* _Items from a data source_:
########################################

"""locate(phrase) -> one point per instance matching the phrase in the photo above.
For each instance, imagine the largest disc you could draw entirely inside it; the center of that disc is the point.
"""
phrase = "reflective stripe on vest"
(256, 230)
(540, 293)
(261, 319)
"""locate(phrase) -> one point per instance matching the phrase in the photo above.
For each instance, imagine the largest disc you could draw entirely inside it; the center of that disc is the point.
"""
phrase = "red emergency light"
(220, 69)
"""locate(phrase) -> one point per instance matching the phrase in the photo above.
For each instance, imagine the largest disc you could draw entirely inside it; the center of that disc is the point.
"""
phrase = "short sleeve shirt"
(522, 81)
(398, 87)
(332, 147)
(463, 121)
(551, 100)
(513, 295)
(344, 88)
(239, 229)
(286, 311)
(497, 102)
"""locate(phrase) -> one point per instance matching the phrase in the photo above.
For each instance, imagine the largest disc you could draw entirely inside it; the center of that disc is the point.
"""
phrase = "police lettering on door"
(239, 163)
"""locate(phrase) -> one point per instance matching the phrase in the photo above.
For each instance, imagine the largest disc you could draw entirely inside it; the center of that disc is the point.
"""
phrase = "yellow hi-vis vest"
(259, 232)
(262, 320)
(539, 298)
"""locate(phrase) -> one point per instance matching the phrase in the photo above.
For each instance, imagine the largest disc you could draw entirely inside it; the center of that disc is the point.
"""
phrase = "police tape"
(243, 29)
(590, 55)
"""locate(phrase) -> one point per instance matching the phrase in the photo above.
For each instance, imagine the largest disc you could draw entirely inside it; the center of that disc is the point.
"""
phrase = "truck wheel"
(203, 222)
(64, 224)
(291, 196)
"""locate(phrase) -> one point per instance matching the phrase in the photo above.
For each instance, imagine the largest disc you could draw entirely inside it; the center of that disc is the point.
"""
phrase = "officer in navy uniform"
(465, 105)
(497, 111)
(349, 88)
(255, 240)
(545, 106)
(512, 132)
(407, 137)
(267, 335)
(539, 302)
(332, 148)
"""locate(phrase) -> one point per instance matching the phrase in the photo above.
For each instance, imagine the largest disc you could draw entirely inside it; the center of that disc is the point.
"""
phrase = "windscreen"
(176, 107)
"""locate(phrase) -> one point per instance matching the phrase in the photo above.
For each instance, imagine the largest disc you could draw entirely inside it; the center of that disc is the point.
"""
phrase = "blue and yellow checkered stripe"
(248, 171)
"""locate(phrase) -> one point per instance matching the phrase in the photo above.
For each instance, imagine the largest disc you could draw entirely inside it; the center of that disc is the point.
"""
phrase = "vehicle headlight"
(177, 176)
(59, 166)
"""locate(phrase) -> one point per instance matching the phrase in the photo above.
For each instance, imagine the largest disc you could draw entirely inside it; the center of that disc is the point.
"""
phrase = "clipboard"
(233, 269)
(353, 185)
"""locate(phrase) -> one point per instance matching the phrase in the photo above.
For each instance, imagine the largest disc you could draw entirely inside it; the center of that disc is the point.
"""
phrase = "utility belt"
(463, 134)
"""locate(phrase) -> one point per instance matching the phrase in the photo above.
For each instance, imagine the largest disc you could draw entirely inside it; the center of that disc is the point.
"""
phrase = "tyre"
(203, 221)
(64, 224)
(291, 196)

########################################

Print every record exactly, so that each word matches what is written above.

"""locate(phrase) -> one point per instance matching the phrase in the photo above.
For each instance, imagine the largest disc you could draw entirely inside it; the center of that disc is the point.
"""
phrase = "reflective stripe on vest"
(256, 230)
(540, 293)
(261, 319)
"""locate(phrase) -> one point per instance matching the phrase in the photo above.
For each instance, imagine the largest disc you could draw entirely inside it; the center of that disc is the point.
"""
phrase = "red emergency light"
(220, 69)
"""locate(phrase) -> one point per instance matching the phrase in the photo above.
For each instance, imagine the largest disc you could draw entirely inside it; the center of that disc is the point.
"""
phrase = "short sleeve shirt"
(522, 81)
(398, 87)
(332, 147)
(463, 121)
(551, 100)
(513, 295)
(344, 88)
(239, 229)
(286, 311)
(497, 102)
"""locate(phrase) -> one point per instance matching the phrase in the photo above.
For each instance, imagine the largest disc you could draw entirely inside it; the center of that disc is the point.
"""
phrase = "police lettering on door"
(239, 163)
"""locate(phrase) -> one point per instance matching the phrase in the photo above.
For each instance, imagine the largest disc you could draw entirely inside it; the center of that disc is the point.
"""
phrase = "yellow hi-vis vest"
(259, 232)
(262, 320)
(539, 298)
"""locate(phrase) -> one point per instance matching the phrase in the photo above.
For each instance, imagine the largest disc you could draw entirely inside it; the center of that disc is the point.
"""
phrase = "police tape"
(243, 29)
(590, 55)
"""locate(phrase) -> one point per instance matching the phrase in the photo above.
For each instance, imagine the largest disc you could draw entirely inside it; the center of that disc is the point.
"""
phrase = "truck wheel"
(203, 222)
(64, 224)
(291, 196)
"""locate(phrase) -> one point per instance matching the phrase in the photo above.
For each instance, imagine the largest disc you could draw entirely inside it; the center of that disc is the point.
"""
phrase = "officer in navy uniform"
(465, 105)
(497, 111)
(349, 88)
(255, 240)
(545, 106)
(512, 132)
(407, 137)
(267, 335)
(539, 302)
(332, 148)
"""locate(phrase) -> one point per instance matching the phrase in the photo above.
For each instance, imagine the largest disc you could draw entirely inside it; the center of that disc is the point.
"""
phrase = "windscreen"
(176, 107)
"""locate(phrase) -> one point per instance matching the phrase in the photo above.
For each instance, imagine the largest disc you could draw entirely inside it; the center of that disc is the point.
"""
phrase = "blue and yellow checkered stripe"
(248, 171)
"""locate(phrase) -> one point per instance matching the phrase in the photo above.
For each instance, imagine the largest disc you could draw entirely inside it; the center of that disc is the point.
"""
phrase = "vehicle headlight"
(177, 176)
(59, 166)
"""locate(phrase) -> one point per instance matching the phrase in the photo above.
For each instance, imagine the largest disc you could draw entirely inside it; the center of that disc is the point.
"""
phrase = "clipboard"
(233, 269)
(353, 185)
"""locate(phrase) -> one point per instance matching the phrase in the photo above.
For each instance, imagine the largest disc you could draw entirely inside it; the center of that disc is the point.
"""
phrase = "utility belt"
(463, 134)
"""locate(phrase) -> one point per instance matching the phrase in the photo above.
For each instance, imagine the largest disc you could draw entirely inside it; the center of that disc is the point.
"""
phrase = "tyre"
(203, 221)
(64, 224)
(291, 196)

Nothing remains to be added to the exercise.